▶ [Given data]
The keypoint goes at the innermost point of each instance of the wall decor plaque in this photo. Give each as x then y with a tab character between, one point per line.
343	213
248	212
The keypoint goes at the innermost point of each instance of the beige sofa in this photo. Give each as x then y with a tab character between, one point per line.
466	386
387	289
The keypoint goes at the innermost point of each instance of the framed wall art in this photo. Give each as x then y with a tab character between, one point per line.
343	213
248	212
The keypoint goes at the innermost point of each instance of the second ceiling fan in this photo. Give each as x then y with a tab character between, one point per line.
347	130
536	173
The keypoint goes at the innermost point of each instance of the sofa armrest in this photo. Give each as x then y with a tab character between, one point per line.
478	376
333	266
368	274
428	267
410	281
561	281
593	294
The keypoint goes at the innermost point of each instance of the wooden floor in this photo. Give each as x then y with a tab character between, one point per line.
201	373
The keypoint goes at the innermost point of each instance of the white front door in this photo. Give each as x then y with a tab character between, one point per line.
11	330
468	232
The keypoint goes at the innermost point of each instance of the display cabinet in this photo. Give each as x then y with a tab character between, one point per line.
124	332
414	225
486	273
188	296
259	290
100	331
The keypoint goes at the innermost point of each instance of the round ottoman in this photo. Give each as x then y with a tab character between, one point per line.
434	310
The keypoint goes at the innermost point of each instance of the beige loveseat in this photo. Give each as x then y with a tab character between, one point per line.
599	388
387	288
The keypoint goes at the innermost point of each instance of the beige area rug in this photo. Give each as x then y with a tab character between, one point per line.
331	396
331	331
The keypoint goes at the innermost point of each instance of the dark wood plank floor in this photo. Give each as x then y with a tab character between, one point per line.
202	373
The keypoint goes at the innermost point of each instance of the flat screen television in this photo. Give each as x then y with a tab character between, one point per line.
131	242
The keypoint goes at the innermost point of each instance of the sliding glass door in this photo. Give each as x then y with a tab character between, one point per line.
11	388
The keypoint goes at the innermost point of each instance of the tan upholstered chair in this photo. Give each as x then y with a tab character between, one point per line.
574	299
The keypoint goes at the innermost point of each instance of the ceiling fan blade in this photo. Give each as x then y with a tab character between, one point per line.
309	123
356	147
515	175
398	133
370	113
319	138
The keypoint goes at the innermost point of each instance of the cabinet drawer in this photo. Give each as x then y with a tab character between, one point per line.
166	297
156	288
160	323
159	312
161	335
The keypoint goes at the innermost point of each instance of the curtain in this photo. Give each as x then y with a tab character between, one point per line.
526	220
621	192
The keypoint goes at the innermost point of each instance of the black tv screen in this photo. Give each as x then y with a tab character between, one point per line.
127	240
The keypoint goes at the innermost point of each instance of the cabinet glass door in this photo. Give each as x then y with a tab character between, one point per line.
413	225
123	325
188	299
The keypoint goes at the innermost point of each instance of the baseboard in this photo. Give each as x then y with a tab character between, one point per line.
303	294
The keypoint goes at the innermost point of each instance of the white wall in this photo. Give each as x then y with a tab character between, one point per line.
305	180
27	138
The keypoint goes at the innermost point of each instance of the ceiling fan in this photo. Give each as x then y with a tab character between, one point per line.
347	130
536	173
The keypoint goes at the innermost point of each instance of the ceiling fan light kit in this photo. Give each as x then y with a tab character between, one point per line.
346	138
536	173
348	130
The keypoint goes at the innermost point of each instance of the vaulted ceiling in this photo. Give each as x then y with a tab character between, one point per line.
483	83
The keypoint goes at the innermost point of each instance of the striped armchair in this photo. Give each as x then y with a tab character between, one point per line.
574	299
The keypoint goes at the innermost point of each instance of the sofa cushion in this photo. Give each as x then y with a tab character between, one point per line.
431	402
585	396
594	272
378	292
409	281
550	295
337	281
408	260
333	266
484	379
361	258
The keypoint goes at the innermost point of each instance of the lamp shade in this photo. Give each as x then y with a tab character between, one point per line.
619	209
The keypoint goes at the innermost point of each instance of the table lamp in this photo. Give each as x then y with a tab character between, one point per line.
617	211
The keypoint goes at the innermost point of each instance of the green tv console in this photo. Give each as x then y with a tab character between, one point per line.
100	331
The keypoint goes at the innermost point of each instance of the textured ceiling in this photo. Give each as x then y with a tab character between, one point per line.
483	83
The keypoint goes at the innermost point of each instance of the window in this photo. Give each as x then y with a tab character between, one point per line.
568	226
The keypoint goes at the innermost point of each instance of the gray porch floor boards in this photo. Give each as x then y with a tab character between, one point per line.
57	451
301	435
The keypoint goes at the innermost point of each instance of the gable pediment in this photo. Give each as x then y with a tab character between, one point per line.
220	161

▶ [Exercise details]
Set down the entries again, exactly as they stand above.

▶ [Task response]
The keypoint goes at the innermost point of each instance of the wall decor plaque in this photo. Give each as x then y with a tab character between, one point per line.
343	213
248	212
The keypoint goes at the innermost point of each instance of the beige sofa in this photo. Give each as x then y with a tab character between, one point per line.
466	386
387	289
The keypoint goes at the innermost point of each instance of the framed wall art in this photo. Give each as x then y with a tab character between, one point per line.
343	213
248	212
The keypoint goes at the innermost point of each instance of the second ceiling fan in this photo. Give each as x then y with a tab character between, one point per line.
347	130
536	173
The keypoint goes at the innermost point of each instance of the sofa armrest in this photo. Give each as x then y with a tab character between, one point per line.
478	376
333	266
368	274
428	267
410	281
561	281
593	294
The keypoint goes at the innermost point of each instance of the wooden floor in this photo. Give each as x then y with a tab character between, one point per line.
201	373
The keypoint goes at the innermost point of each instance of the white front door in this photo. Give each as x then y with a tab character between, one point per line.
11	330
468	232
The keypoint goes at the innermost point of each instance of the display cabinet in this photo. Give each as x then y with a tab character between, one point per line.
124	332
414	225
486	273
188	296
259	290
100	331
The keypoint goes at the innermost point of each instance of the round ottoman in this photo. Give each as x then y with a tab character between, one point per line.
434	310
The keypoint goes at the innermost point of each instance of the beige loveseat in this photo. Give each as x then y with a tab character between, one point per line.
599	388
387	288
The keypoint goes at the innermost point of each instance of the beige area rug in this photo. Give each as x then y with a tab character between, one point per line.
331	396
331	331
The keypoint goes at the innermost point of each instance of the dark wood plank floor in this photo. Give each as x then y with a tab character between, one point per line.
202	373
The keypoint goes at the innermost point of each instance of the flat screen television in this photo. Give each as x then y with a tab character between, one point per line.
131	242
The keypoint goes at the innermost point of each instance of the sliding glass door in this photo. Give each as x then y with a tab character between, one point per line.
11	388
The keypoint goes at the innermost point of each instance of the tan upholstered chair in this photo. Give each as x then y with a tab character between, one point per line.
574	299
The keypoint goes at the innermost point of each instance of the ceiling fan blade in this photo. Give each as x then y with a tab character between, one point per line.
309	123
356	147
515	175
398	133
370	113
319	138
The keypoint goes at the innermost point of each instance of the cabinet drawer in this photo. Give each as x then y with a tab character between, one point per line.
166	297
156	288
160	323
159	312
161	335
The keypoint goes at the innermost point of each instance of the curtain in this photo. Give each as x then y with a tab character between, one point per line.
526	220
621	192
The keypoint goes at the innermost point of each instance of the black tv screen in this photo. Give each as x then y with a tab character between, one point per line.
127	240
The keypoint goes at the innermost point of each instance of the cabinet glass door in this photo. Give each as x then y with a tab character between, one point per line.
413	225
123	325
188	299
The keypoint goes at the innermost point of each instance of the baseboard in this photo. Give each as x then y with a tab character between, one point per line.
303	294
The keypoint goes at the innermost point of each instance of the white wall in this photo. Give each as x then y with a tab character between, one point per line.
305	180
27	138
The keypoint goes at the innermost point of each instance of the ceiling fan in this photo. Give each as x then y with a tab character between, one point per line.
347	130
536	173
The keypoint goes at the innermost point of each instance of the ceiling fan light kit in this photo. Give each as x then y with a tab character between, one point per line.
346	138
536	173
348	130
The keypoint goes at the innermost point of each instance of the vaulted ceiling in this photo. Give each as x then y with a tab character between, one point per line.
483	83
The keypoint goes at the innermost point of each instance of the striped armchair in this photo. Give each as x then y with a tab character between, one point per line.
574	299
The keypoint goes at the innermost point of each instance of the sofa cushion in this photo. Give each as x then y with a tab character between, one point per line.
431	402
585	396
594	272
378	292
409	281
550	295
337	281
408	260
333	266
484	379
361	258
The keypoint goes at the innermost point of each instance of the lamp shade in this photo. Give each as x then y with a tab character between, one point per line.
619	209
The keypoint goes at the innermost point of each instance of the table lamp in this photo. Give each as x then y with a tab character between, one point per line.
617	211
The keypoint goes at the innermost point of each instance of the green tv console in this photo. Give each as x then y with a tab character between, one point per line.
100	331
The keypoint goes at the innermost point of each instance of the textured ceiling in this photo. Give each as x then y with a tab character between, one point per line.
483	83
The keypoint goes at the innermost point of each instance of the window in this photo. Give each as x then y with a tab character between, one point per line.
568	226
The keypoint goes at the innermost point of each instance of the gray porch floor boards in this photo. Give each as x then y with a tab character between, one point per line.
57	451
301	435
The keypoint goes at the innermost point of each instance of the gable pediment in this photo. Give each as x then y with a tab character between, one point per line.
220	161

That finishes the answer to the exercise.